### [The exercise]
Please render every line of the records below as a Markdown table with two columns, Row and Line, giving each line its own numbered row and skipping blank lines.
** Start of Extracted records **
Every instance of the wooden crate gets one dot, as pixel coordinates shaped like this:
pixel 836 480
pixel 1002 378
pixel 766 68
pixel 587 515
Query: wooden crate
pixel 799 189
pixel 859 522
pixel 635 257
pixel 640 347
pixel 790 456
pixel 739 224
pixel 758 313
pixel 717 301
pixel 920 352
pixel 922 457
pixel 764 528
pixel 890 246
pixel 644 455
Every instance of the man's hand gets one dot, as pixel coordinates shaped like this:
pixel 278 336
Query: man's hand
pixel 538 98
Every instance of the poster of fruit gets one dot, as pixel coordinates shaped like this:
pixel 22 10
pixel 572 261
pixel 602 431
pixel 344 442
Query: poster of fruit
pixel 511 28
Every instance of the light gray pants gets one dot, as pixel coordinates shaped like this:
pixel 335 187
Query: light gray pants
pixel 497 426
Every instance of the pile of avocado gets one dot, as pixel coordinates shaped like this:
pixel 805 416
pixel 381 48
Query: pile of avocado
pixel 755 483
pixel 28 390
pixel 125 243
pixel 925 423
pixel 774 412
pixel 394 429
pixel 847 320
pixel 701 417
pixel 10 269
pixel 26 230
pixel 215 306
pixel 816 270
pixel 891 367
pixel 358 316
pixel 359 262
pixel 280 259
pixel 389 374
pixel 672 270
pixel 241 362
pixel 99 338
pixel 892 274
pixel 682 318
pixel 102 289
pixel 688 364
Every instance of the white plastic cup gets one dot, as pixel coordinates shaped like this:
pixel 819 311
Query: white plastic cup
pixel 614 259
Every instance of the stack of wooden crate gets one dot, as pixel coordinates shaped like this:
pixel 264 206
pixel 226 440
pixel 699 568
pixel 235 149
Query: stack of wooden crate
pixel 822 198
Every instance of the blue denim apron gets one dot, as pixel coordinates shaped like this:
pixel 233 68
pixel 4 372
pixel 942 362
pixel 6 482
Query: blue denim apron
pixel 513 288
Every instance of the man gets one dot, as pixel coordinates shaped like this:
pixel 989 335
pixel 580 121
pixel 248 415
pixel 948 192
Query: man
** End of Extracted records **
### [Written response]
| Row | Line |
|---|---|
| 1 | Every instance of the wooden crate gets one dot, as pixel coordinates shaped like this: |
| 2 | pixel 836 480 |
| 3 | pixel 1002 378 |
| 4 | pixel 766 68 |
| 5 | pixel 587 515 |
| 6 | Query: wooden crate |
| 7 | pixel 799 189 |
| 8 | pixel 859 522 |
| 9 | pixel 635 257 |
| 10 | pixel 640 347 |
| 11 | pixel 790 456 |
| 12 | pixel 739 224 |
| 13 | pixel 758 313 |
| 14 | pixel 717 301 |
| 15 | pixel 920 352 |
| 16 | pixel 922 457 |
| 17 | pixel 764 528 |
| 18 | pixel 890 246 |
| 19 | pixel 644 455 |
| 20 | Every instance of the man's hand gets one dot, as pixel coordinates shaped like this: |
| 21 | pixel 278 336 |
| 22 | Query: man's hand |
| 23 | pixel 538 98 |
| 24 | Every instance of the poster of fruit gets one dot, as pixel coordinates shaped like this: |
| 25 | pixel 22 10 |
| 26 | pixel 572 261 |
| 27 | pixel 602 431 |
| 28 | pixel 344 442 |
| 29 | Query: poster of fruit |
| 30 | pixel 511 28 |
| 31 | Every instance of the light gray pants gets one dot, as pixel coordinates shaped like this: |
| 32 | pixel 335 187 |
| 33 | Query: light gray pants |
| 34 | pixel 497 426 |
| 35 | Every instance of the pile of avocado gets one dot, as pixel coordinates shaped like this: |
| 36 | pixel 805 416 |
| 37 | pixel 381 48 |
| 38 | Query: pile of avocado |
| 39 | pixel 755 483 |
| 40 | pixel 28 390 |
| 41 | pixel 125 243 |
| 42 | pixel 925 423 |
| 43 | pixel 774 412 |
| 44 | pixel 394 429 |
| 45 | pixel 847 320 |
| 46 | pixel 701 417 |
| 47 | pixel 10 269 |
| 48 | pixel 26 230 |
| 49 | pixel 215 306 |
| 50 | pixel 816 270 |
| 51 | pixel 891 367 |
| 52 | pixel 358 316 |
| 53 | pixel 359 262 |
| 54 | pixel 280 259 |
| 55 | pixel 389 374 |
| 56 | pixel 672 270 |
| 57 | pixel 241 362 |
| 58 | pixel 99 338 |
| 59 | pixel 892 274 |
| 60 | pixel 682 318 |
| 61 | pixel 102 289 |
| 62 | pixel 688 364 |
| 63 | Every instance of the white plastic cup gets one dot, as pixel coordinates shaped like this: |
| 64 | pixel 819 311 |
| 65 | Query: white plastic cup |
| 66 | pixel 614 259 |
| 67 | Every instance of the stack of wooden crate gets one dot, as pixel coordinates shaped like this: |
| 68 | pixel 264 206 |
| 69 | pixel 226 440 |
| 70 | pixel 699 568 |
| 71 | pixel 235 149 |
| 72 | Query: stack of wooden crate |
| 73 | pixel 822 198 |
| 74 | Every instance of the blue denim apron gets one dot, as pixel coordinates shaped like this: |
| 75 | pixel 233 68 |
| 76 | pixel 4 372 |
| 77 | pixel 942 362 |
| 78 | pixel 6 482 |
| 79 | Query: blue denim apron |
| 80 | pixel 513 288 |
| 81 | Every instance of the man gets one dot, as pixel coordinates shaped like this: |
| 82 | pixel 989 335 |
| 83 | pixel 580 121 |
| 84 | pixel 248 415 |
| 85 | pixel 948 192 |
| 86 | Query: man |